### TASK DATA ###

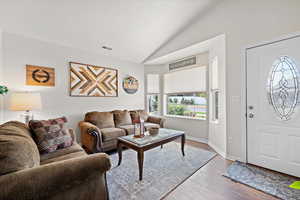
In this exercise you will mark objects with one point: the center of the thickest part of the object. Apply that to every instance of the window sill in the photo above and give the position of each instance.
(184, 117)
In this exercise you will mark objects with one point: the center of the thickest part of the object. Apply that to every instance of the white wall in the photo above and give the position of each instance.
(194, 129)
(243, 23)
(19, 51)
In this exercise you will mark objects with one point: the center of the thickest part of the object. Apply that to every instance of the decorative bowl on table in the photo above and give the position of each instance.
(153, 131)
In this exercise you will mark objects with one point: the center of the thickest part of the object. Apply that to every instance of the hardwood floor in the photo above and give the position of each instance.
(209, 184)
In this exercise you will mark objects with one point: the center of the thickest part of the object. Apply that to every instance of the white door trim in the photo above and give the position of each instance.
(244, 87)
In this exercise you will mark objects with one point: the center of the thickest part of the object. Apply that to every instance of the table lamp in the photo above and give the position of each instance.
(25, 101)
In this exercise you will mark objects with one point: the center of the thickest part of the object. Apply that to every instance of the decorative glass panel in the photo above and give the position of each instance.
(283, 87)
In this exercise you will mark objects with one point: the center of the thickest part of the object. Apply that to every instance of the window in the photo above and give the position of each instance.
(153, 104)
(215, 103)
(153, 94)
(192, 105)
(185, 93)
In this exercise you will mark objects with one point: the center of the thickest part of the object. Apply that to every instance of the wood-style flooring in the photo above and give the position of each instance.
(209, 184)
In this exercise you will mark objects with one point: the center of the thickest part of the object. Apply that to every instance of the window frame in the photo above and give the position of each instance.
(215, 115)
(158, 103)
(165, 113)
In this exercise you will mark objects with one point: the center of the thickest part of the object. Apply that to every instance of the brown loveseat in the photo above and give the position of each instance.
(100, 130)
(65, 174)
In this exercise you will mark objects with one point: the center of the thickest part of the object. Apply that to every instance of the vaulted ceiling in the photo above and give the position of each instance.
(133, 28)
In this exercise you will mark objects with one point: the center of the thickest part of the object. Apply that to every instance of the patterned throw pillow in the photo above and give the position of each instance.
(51, 135)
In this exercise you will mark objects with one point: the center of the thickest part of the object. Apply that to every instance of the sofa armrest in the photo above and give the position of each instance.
(91, 137)
(50, 180)
(157, 120)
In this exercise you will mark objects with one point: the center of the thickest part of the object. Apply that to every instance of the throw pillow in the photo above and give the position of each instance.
(51, 135)
(122, 118)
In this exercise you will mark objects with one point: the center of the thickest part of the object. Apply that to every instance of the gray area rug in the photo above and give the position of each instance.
(267, 181)
(164, 169)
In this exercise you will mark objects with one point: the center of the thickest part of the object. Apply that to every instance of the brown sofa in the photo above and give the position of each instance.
(100, 130)
(65, 174)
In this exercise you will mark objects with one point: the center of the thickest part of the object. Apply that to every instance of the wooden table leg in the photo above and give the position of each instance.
(182, 144)
(119, 146)
(140, 156)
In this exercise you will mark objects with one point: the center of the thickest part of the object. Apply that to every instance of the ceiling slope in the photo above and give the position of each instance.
(133, 28)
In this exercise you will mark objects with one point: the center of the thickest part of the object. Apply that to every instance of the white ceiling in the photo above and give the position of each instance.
(133, 28)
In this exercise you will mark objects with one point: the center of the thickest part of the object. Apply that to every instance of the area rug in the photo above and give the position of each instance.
(164, 170)
(267, 181)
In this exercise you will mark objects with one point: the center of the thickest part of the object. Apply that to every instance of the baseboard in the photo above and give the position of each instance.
(201, 140)
(217, 149)
(233, 158)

###

OBJECTIVE —
Present every line of the listing above as a numbered list. Skip blank lines and leave out the pictures.

COMPLETED EXERCISE —
1. In this exercise you will mark objects with one point: the center of the thickest part of the object. Apply that to every instance of the window sill in the photo above and give the position of each instance.
2. (184, 117)
3. In this exercise you will mark objects with one point: the center of the thickest part of the object. Apply that to every instance of the white wall in the photo above and give the position of each instance.
4. (194, 129)
5. (243, 23)
6. (19, 51)
7. In this exercise you will mark objects with one point: the center of the thickest part of the object. Apply that to every instance of the decorative bowl on table in the photo above and give the position of each instance.
8. (153, 131)
9. In this exercise you will mark objects with one point: the center of the thickest part of the object. Apply that to every instance of the hardwood floor in the photo above and give the position of each instance.
10. (209, 184)
11. In this exercise you will mark objects with one point: the center of the thickest part of the object. Apply that to every instance of the white door trim in the photo above and give the position of each instance.
12. (244, 87)
13. In this exercise you will mark objects with one point: the center of the thickest part of the object. Apply that to every instance of the table lamp in the photo above and give the position of each instance.
14. (25, 101)
15. In this exercise you will mark objects with one point: the center of the thickest part of the object. Apply that to every instance of the decorative glass panel in the photo above and give the position of each instance.
16. (283, 87)
17. In this exercise you will mark objects with one point: the center of the thickest part of the object. Apply that to every instance of the window in the photo above and give the position of each instance.
18. (153, 104)
19. (215, 103)
20. (153, 94)
21. (192, 105)
22. (185, 93)
23. In this exercise you will mark objects with one point: the center of the thickest part of the object. Apply that to every instance of the wood-style flooring in the photo above and give the position of each instance.
24. (209, 184)
25. In this exercise you will mark objects with one point: the center of the thickest part of the object. Apply that to every instance of the window frame in the photo above and give the position of each instance.
26. (215, 115)
27. (158, 103)
28. (165, 113)
29. In this exercise you will mark objects with one point: the center of the thickest part of the object. Apply that to every instance of the brown loveseat in the photo above and give the position of each instance.
30. (100, 130)
31. (65, 174)
32. In this exercise you will mark objects with one point: the center of the thickest part of the object. Apply that to every instance of the vaulted ceiling in the photo above and give the position of each instance.
33. (133, 28)
34. In this exercise you will mark objects with one point: the center of the thickest part of the object. Apply that to every instance of the patterned throw pillow in the photo above and give the position of each instance.
35. (51, 135)
36. In this exercise you will mark objects with one point: the center of the thickest part of the object. Apply that to every instance of the sofa armrest in the photo above and give the position of each instance.
37. (91, 137)
38. (50, 180)
39. (157, 120)
40. In this exercise you will mark objects with one point: the center of the thickest part of the object. Apply that to every instance of the throw pillow in the photo above and give the position of each instance.
41. (51, 135)
42. (122, 118)
43. In this exercise you will mark objects with one point: the center of the thickest part of the object. Apply that to every instance of the gray area rug in the photo above and give the position of each instance.
44. (267, 181)
45. (164, 169)
46. In this exercise you will mark objects with one point: the center of the thickest part of the object. Apply that to every instance of the brown sofa in the photo above and give the position of each instance.
47. (100, 130)
48. (65, 174)
49. In this exercise you will mark objects with one point: the center of the thickest part of the object. Apply that to every instance of the wooden table leg in the photo above and give the position of each instance.
50. (182, 144)
51. (119, 146)
52. (140, 156)
53. In this exercise you will mark objects with one point: the center of the thickest part of the object. Apply that to every instance of the ceiling slope in the photo above and give the position of each instance.
54. (133, 28)
55. In this exercise you will mark objects with one point: the center of the thickest part of the object. Apply that to every instance of the white ceiling in the photo above and give the position of each instance.
56. (133, 28)
57. In this exercise you will mark objects with one point: the center of the thickest part of the object. Apply that to every instance of the area rug in the photo above and give the position of each instance.
58. (164, 170)
59. (267, 181)
60. In this exercise you will mark objects with one point: the center of the thickest part of the object. Apply that to every instance of the baseboard in the photo above and give the position of each instance.
61. (201, 140)
62. (217, 149)
63. (233, 158)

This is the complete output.